## [What is needed]
Gather every line of the material that contains the word "wall", matching case exactly, and copy each one out.

## [Provided information]

—————

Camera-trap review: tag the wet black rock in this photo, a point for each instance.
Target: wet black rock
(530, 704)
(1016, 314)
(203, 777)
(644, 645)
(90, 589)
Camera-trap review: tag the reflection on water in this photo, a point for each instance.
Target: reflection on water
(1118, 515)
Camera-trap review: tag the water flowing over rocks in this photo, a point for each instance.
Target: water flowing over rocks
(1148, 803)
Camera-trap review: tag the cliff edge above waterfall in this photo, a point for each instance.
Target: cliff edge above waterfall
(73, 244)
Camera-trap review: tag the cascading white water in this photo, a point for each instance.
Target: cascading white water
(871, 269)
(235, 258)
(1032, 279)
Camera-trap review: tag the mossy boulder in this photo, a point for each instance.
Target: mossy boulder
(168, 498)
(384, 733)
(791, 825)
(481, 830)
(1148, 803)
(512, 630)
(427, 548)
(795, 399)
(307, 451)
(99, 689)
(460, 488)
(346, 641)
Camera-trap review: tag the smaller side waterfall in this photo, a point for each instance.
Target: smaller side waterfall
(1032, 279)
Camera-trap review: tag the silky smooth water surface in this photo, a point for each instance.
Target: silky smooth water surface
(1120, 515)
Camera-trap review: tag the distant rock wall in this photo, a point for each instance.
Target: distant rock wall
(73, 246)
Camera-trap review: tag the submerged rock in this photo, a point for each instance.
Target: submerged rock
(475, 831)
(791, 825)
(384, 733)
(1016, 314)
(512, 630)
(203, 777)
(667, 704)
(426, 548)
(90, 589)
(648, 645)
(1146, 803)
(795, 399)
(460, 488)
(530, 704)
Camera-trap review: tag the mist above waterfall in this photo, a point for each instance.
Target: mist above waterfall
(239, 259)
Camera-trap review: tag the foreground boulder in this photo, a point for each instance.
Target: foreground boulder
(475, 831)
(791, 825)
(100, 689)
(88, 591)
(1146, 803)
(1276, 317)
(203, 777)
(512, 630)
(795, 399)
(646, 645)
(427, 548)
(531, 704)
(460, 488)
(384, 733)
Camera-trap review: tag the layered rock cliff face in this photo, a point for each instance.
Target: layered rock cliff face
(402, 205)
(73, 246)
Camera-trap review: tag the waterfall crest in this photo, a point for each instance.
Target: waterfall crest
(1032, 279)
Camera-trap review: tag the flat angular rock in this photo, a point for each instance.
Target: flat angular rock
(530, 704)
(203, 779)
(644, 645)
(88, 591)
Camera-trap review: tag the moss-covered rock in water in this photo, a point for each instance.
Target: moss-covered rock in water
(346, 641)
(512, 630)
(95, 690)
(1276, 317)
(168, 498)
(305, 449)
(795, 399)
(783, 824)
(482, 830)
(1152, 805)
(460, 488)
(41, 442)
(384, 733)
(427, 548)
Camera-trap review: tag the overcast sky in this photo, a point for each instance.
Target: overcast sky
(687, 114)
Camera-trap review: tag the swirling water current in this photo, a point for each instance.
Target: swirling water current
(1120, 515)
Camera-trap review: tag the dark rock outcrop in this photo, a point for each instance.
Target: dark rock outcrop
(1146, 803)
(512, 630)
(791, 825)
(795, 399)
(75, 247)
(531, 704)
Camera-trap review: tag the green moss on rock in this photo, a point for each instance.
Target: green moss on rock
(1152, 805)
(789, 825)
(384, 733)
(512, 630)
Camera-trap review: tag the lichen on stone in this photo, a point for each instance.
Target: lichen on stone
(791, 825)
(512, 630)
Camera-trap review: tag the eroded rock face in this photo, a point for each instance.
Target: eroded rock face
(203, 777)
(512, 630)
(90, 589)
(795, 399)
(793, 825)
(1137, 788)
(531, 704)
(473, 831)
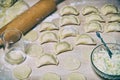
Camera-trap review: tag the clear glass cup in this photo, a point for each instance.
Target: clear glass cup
(13, 46)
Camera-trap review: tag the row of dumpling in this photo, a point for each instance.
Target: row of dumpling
(93, 18)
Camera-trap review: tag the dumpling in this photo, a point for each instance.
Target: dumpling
(94, 17)
(35, 50)
(69, 20)
(22, 72)
(85, 39)
(68, 10)
(48, 26)
(75, 76)
(68, 31)
(114, 18)
(15, 57)
(89, 9)
(48, 37)
(51, 76)
(47, 59)
(113, 27)
(63, 47)
(93, 27)
(31, 36)
(109, 9)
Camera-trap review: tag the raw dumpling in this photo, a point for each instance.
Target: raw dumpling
(109, 9)
(89, 9)
(76, 76)
(47, 59)
(35, 50)
(93, 27)
(48, 37)
(94, 17)
(69, 20)
(113, 27)
(48, 26)
(68, 31)
(22, 72)
(15, 57)
(31, 36)
(63, 47)
(51, 76)
(114, 18)
(85, 39)
(68, 10)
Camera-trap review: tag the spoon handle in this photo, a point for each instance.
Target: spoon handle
(108, 50)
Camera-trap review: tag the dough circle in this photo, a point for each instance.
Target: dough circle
(51, 76)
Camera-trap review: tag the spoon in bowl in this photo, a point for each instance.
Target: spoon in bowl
(107, 48)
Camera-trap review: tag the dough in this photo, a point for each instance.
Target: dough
(114, 18)
(109, 9)
(71, 63)
(63, 47)
(51, 76)
(93, 17)
(89, 9)
(12, 12)
(47, 59)
(48, 37)
(68, 10)
(76, 76)
(35, 50)
(85, 39)
(113, 27)
(68, 31)
(93, 27)
(31, 36)
(69, 20)
(15, 57)
(22, 72)
(48, 26)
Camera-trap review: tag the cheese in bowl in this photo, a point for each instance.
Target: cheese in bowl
(106, 67)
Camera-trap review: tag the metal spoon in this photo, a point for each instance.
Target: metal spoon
(107, 48)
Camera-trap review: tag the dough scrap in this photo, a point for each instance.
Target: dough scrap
(47, 59)
(35, 50)
(68, 31)
(94, 17)
(89, 10)
(109, 9)
(85, 39)
(68, 10)
(15, 57)
(93, 27)
(113, 27)
(71, 63)
(31, 36)
(69, 20)
(51, 76)
(22, 72)
(76, 76)
(63, 47)
(48, 26)
(48, 37)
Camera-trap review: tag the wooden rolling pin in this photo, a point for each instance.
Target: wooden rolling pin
(27, 20)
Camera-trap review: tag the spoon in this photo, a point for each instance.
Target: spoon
(107, 48)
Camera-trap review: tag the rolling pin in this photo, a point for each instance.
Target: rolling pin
(28, 19)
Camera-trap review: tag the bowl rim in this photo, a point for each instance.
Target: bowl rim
(91, 58)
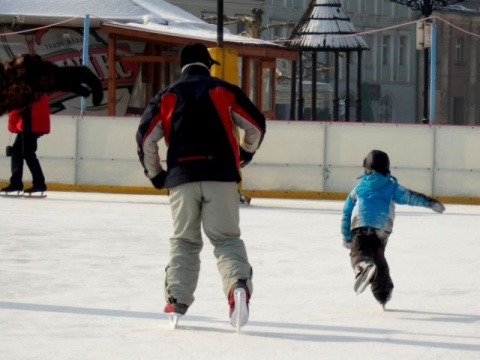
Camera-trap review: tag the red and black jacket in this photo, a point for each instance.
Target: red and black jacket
(34, 118)
(197, 116)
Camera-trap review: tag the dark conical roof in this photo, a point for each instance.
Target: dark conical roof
(322, 27)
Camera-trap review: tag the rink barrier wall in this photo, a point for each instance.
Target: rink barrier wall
(298, 159)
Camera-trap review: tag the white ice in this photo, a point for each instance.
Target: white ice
(81, 278)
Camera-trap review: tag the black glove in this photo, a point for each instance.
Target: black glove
(80, 80)
(245, 157)
(27, 78)
(436, 205)
(159, 180)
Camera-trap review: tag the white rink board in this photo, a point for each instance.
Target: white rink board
(295, 156)
(348, 143)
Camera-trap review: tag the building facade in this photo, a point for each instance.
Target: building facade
(393, 68)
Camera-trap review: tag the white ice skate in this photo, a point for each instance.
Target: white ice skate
(239, 315)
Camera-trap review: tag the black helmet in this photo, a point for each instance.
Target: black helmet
(196, 52)
(378, 161)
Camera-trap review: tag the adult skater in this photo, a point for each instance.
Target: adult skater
(367, 222)
(29, 123)
(197, 116)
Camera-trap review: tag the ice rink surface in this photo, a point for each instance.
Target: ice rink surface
(81, 278)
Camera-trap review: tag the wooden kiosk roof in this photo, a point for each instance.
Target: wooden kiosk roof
(175, 36)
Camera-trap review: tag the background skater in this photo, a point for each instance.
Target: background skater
(29, 124)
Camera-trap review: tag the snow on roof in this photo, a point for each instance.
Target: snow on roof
(157, 16)
(471, 6)
(207, 32)
(325, 25)
(44, 11)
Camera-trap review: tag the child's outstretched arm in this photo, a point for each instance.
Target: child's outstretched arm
(402, 195)
(346, 219)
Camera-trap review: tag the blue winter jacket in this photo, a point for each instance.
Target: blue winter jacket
(372, 203)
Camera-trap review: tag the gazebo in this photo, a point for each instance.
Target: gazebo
(326, 27)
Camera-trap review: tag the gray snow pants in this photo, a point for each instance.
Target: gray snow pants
(215, 206)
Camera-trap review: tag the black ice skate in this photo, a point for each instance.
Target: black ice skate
(35, 191)
(383, 297)
(364, 273)
(174, 312)
(238, 299)
(12, 190)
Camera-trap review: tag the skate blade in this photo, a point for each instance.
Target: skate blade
(10, 195)
(363, 280)
(173, 319)
(34, 196)
(239, 316)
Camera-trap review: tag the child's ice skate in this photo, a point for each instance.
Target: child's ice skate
(238, 299)
(383, 297)
(364, 273)
(174, 312)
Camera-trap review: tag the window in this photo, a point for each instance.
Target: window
(241, 27)
(402, 50)
(385, 109)
(458, 110)
(459, 50)
(386, 39)
(477, 120)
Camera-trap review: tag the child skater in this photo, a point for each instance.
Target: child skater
(367, 222)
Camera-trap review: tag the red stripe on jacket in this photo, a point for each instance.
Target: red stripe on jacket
(222, 99)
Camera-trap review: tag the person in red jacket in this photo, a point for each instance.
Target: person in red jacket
(29, 124)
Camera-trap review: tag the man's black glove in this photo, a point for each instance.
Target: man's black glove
(347, 244)
(79, 80)
(245, 157)
(436, 205)
(159, 180)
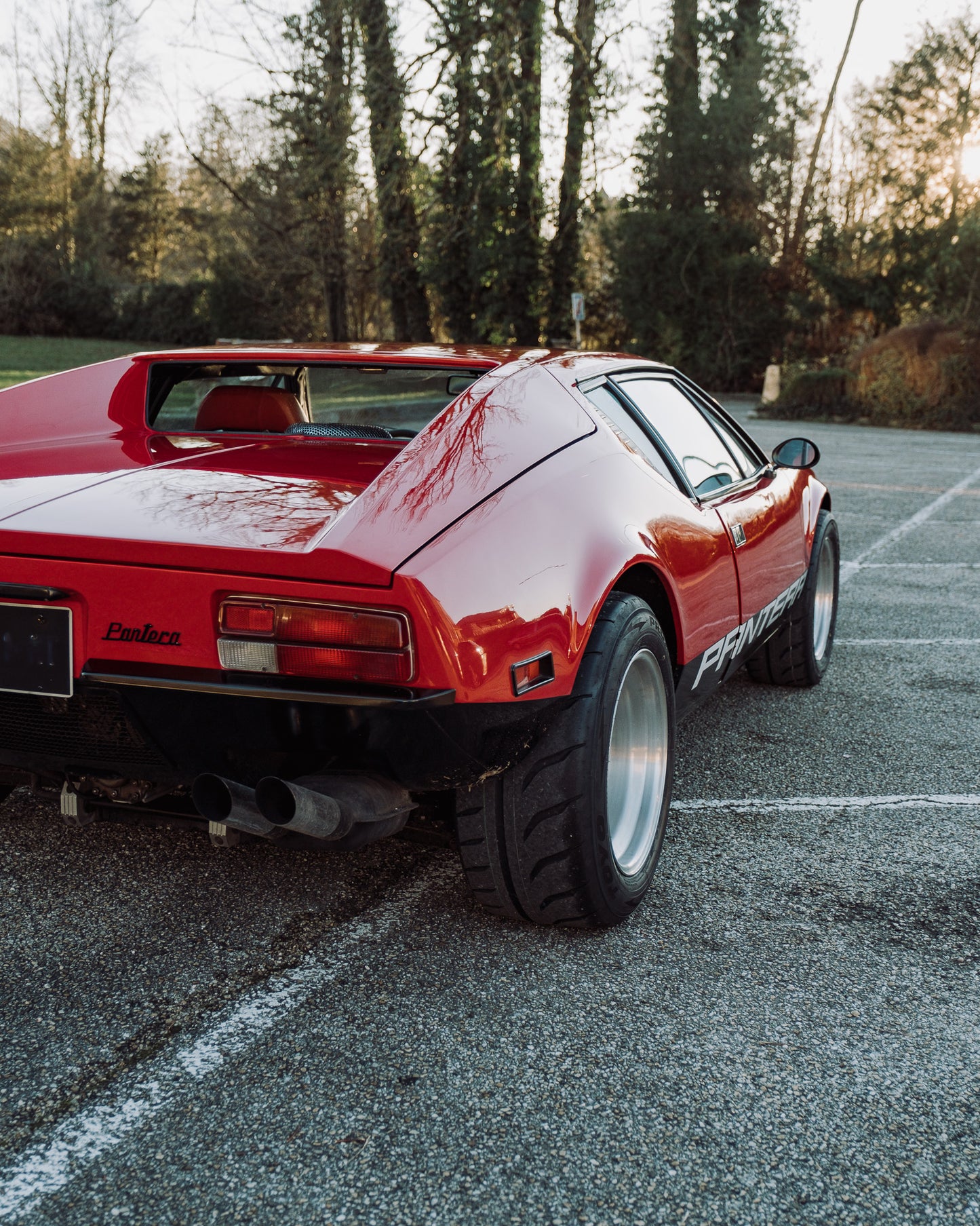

—————

## [Task output]
Camera-trap review: tag the distant rock wall in this photo, a point for each instance.
Target: distant rock wall
Camera-trap review: tag the rink barrier wall in this photo, a point for each instance.
Target: rink barrier wall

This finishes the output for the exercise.